━━━ Material provided

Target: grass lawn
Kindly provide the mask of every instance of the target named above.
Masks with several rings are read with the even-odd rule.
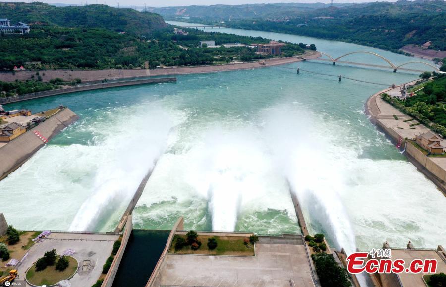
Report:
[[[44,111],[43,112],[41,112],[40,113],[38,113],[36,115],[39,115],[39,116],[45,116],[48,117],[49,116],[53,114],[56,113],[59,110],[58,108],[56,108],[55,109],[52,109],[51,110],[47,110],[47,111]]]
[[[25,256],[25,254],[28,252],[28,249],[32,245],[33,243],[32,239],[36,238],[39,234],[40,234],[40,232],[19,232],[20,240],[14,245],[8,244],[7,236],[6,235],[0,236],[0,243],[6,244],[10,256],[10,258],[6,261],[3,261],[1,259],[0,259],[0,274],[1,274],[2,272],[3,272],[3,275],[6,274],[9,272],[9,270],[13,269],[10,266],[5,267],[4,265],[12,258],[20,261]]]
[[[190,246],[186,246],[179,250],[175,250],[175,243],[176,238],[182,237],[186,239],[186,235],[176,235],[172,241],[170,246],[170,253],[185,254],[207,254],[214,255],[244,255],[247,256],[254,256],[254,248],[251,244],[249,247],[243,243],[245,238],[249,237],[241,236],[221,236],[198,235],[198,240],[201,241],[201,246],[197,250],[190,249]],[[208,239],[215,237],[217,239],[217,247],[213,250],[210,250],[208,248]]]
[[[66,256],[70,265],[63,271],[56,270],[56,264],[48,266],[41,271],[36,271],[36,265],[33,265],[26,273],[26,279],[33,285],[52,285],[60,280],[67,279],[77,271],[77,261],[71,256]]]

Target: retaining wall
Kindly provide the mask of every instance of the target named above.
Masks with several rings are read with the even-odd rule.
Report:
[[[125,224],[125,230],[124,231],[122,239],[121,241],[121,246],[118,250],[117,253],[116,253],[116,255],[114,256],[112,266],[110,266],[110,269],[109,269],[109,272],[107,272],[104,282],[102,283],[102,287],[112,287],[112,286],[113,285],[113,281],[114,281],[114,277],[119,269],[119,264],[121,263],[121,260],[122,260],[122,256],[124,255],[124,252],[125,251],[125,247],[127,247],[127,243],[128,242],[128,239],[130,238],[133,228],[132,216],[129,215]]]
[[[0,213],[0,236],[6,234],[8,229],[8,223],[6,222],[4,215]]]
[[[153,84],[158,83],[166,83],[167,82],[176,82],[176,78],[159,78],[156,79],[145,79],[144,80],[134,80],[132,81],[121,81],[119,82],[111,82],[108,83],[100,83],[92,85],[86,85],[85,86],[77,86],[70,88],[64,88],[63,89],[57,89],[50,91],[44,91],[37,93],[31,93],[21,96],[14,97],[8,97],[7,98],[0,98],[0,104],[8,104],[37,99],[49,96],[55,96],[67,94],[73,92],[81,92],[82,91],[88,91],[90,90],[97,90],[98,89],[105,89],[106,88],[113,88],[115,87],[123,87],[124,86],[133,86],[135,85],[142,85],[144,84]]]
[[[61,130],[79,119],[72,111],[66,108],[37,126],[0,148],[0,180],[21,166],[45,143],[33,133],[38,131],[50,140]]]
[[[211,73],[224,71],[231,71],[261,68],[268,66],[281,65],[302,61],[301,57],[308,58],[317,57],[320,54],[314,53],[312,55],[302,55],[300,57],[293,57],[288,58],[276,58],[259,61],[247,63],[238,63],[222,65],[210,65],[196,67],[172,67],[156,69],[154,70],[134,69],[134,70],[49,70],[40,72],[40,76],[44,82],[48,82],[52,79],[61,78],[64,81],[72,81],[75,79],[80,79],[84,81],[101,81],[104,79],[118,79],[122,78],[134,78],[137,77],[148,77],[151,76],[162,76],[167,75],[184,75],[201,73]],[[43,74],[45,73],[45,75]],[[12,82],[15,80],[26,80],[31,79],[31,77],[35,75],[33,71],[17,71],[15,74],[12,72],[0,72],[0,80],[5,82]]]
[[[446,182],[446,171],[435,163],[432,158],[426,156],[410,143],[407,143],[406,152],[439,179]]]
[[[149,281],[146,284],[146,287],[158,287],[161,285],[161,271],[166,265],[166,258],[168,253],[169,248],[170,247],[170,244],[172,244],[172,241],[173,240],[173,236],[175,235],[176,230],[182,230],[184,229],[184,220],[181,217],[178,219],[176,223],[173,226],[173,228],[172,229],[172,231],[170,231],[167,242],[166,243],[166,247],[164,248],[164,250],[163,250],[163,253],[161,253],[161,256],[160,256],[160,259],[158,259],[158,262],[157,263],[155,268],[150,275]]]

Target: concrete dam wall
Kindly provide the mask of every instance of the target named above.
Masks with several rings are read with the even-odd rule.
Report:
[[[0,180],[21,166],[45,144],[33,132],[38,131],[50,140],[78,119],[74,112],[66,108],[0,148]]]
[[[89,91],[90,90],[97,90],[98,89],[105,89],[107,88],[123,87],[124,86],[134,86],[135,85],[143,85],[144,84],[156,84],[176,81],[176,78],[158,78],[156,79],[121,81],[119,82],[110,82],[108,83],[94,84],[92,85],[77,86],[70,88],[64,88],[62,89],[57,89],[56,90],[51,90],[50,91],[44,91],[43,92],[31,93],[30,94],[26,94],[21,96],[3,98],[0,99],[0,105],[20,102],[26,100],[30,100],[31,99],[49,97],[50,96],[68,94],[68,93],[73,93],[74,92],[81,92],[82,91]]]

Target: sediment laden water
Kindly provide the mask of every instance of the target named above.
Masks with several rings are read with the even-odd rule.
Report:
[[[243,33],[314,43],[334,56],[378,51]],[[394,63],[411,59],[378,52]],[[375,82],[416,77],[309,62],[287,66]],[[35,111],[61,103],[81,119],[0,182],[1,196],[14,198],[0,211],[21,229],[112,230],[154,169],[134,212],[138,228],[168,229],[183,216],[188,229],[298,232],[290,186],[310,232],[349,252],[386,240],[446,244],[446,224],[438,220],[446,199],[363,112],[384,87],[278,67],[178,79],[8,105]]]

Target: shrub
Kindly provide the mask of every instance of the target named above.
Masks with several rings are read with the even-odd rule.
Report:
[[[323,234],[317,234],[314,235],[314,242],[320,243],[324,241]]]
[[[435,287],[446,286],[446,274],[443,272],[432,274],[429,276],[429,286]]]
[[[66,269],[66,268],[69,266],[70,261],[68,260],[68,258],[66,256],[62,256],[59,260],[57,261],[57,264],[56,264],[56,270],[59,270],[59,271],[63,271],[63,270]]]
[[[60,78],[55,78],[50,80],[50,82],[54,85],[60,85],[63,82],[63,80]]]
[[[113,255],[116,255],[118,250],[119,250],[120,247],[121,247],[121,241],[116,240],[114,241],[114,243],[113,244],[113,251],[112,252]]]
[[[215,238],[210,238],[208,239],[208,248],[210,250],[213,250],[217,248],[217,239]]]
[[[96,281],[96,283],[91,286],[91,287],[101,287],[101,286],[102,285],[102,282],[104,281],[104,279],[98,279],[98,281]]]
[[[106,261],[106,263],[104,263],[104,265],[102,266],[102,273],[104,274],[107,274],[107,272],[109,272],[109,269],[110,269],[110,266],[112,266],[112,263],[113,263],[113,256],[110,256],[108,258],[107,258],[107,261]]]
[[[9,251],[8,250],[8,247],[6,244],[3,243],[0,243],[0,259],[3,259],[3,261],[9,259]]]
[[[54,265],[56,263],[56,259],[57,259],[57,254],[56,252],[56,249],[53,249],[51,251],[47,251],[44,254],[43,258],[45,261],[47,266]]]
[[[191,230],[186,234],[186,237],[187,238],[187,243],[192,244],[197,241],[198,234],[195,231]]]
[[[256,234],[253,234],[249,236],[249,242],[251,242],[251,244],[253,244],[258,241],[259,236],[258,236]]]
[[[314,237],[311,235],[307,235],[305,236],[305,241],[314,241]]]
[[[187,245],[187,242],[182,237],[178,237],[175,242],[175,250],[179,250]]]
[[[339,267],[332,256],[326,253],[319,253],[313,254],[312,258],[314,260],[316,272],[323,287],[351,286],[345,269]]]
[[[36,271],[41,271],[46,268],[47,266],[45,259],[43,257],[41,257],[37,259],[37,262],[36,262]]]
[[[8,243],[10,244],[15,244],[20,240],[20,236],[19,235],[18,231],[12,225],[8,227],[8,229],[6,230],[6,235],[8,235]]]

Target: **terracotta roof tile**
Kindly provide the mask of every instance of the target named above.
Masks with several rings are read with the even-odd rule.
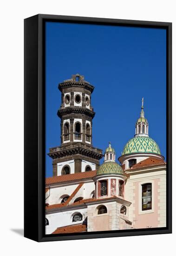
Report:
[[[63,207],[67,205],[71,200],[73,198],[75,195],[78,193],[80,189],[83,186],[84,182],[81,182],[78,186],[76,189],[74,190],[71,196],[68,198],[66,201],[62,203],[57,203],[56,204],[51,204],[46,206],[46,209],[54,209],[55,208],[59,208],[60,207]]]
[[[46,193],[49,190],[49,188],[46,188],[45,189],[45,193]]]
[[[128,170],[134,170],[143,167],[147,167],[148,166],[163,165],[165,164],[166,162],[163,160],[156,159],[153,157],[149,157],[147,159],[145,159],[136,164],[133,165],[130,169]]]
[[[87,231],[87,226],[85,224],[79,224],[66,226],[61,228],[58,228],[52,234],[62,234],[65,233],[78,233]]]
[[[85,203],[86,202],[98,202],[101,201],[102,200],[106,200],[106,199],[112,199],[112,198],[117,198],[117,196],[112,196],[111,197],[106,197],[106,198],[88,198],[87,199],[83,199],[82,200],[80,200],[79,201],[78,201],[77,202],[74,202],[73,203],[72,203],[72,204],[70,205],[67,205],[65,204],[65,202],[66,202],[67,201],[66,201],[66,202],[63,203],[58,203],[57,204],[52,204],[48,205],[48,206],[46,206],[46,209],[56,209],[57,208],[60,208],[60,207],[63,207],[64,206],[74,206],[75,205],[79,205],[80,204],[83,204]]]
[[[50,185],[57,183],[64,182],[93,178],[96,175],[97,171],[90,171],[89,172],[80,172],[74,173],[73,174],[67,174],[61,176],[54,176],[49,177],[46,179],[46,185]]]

━━━━━━

§ Aim
Copy out, unchanged, the part of the listing that opens with the line containing "Target: retaining wall" and closes with the line containing "[[[0,213],[0,236],[6,234],[8,229],[8,223],[6,222],[4,215]]]", including both of those lines.

§ Response
Target: retaining wall
Kindly provide the mask of every instance of the target named above.
Masks with several rings are read with the even-odd rule.
Report:
[[[125,224],[125,230],[124,231],[122,239],[121,241],[121,246],[118,250],[117,253],[116,253],[116,255],[114,256],[112,266],[110,266],[110,269],[109,269],[109,272],[107,272],[104,282],[102,283],[102,287],[112,287],[112,286],[113,285],[113,281],[114,281],[114,277],[119,269],[119,264],[121,263],[121,260],[122,260],[122,256],[124,255],[124,252],[125,251],[125,247],[127,247],[127,243],[128,242],[128,239],[130,238],[133,228],[132,216],[129,215]]]
[[[0,213],[0,236],[6,234],[8,229],[8,223],[6,222],[4,215]]]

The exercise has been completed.